### Problem set
- A) In the employment contract amendment, from which city is the Executive's primary office being relocated?
- B) Copy the employment contract amendment from "WHEREAS, FOSTER WHEELER" up to and including "in Geneva, Switzerland.", switching "Relocation" to "Transfer".

### Passage given

:::

THIRD AMENDMENT TO THE CONTRACT OF EMPLOYMENT BETWEEN FOSTER WHEELER ENERGY LIMITED AND MICHELLE K. DAVIES

Contract Categories: Human Resources - Employment Agreements
EX-10.58 15 d450625dex1058.htm EX-10.58 EX-10.58

Exhibit 10.58

THIRD AMENDMENT

TO THE

CONTRACT OF EMPLOYMENT

BETWEEN FOSTER WHEELER ENERGY LIMITED

AND

MICHELLE K. DAVIES

WHEREAS, FOSTER WHEELER ENERGY LIMITED (the “Company”) entered into a Contract of Employment with MICHELLE K. DAVIES (the “Executive”) dated 8th August 2008 (the “Contract”), a First Amendment thereto effective as of January 1, 2010, and a Second Amendment thereto effective as of November 1, 2011 (the Contract, as amended by the First and Second Amendments, the “Agreement”); and

WHEREAS, the Company is relocating the Executive’s primary office from Geneva, Switzerland to Reading, England (the “Relocation”), and as a result of the Relocation the Executive will no longer be required to perform her services the majority of the working days on which the Executive is not travelling outside of Switzerland and United Kingdom at the Company’s affiliates’ offices in Geneva, Switzerland.

NOW THEREFORE, for good and valuable consideration the receipt and sufficiency of which are hereby acknowledged, and in further consideration of the following mutual promises, covenants and undertakings, the parties agree that the Agreement is amended effective as of March 1, 2013 (the “Third Amendment Effective Date”) as follows:

 

1. The Contract’s Place of Work/Mobility clause, as previously amended by the Second Amendment, is hereby amended to read in its entirety as follows:

“The duties to be performed by the Executive hereunder shall be performed at the Company’s offices in Reading, England. The Executive shall maintain her personal residence within a reasonable daily commute of the Reading, England area.”

:::

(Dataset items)
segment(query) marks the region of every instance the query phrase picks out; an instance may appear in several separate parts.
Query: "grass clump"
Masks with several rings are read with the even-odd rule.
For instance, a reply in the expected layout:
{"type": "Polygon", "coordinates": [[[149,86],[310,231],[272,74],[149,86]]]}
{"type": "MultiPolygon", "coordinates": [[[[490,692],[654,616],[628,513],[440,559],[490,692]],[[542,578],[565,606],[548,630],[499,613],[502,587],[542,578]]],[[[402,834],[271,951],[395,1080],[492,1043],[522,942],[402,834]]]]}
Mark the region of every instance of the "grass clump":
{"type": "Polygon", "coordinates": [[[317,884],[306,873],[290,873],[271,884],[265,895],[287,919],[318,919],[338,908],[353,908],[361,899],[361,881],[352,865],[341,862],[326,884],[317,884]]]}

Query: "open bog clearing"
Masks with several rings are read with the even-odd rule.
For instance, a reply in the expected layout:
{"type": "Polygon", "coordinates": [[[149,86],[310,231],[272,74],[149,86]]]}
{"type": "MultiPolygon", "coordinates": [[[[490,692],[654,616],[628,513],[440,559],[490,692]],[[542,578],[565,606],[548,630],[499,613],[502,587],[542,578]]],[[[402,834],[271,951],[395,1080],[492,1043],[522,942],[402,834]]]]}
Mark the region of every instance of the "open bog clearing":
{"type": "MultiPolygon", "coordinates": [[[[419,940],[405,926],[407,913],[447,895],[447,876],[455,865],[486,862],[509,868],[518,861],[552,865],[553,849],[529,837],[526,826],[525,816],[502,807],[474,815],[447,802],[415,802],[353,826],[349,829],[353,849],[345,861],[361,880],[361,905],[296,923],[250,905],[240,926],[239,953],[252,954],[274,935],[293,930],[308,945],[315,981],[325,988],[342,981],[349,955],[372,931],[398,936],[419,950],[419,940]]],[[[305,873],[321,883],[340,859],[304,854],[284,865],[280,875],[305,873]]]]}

:::

### Results in order
- A) Geneva, Switzerland.

- B)
WHEREAS, FOSTER WHEELER ENERGY LIMITED (the “Company”) entered into a Contract of Employment with MICHELLE K. DAVIES (the “Executive”) dated 8th August 2008 (the “Contract”), a First Amendment thereto effective as of January 1, 2010, and a Second Amendment thereto effective as of November 1, 2011 (the Contract, as amended by the First and Second Amendments, the “Agreement”); and

WHEREAS, the Company is relocating the Executive’s primary office from Geneva, Switzerland to Reading, England (the “Transfer”), and as a result of the Transfer the Executive will no longer be required to perform her services the majority of the working days on which the Executive is not travelling outside of Switzerland and United Kingdom at the Company’s affiliates’ offices in Geneva, Switzerland.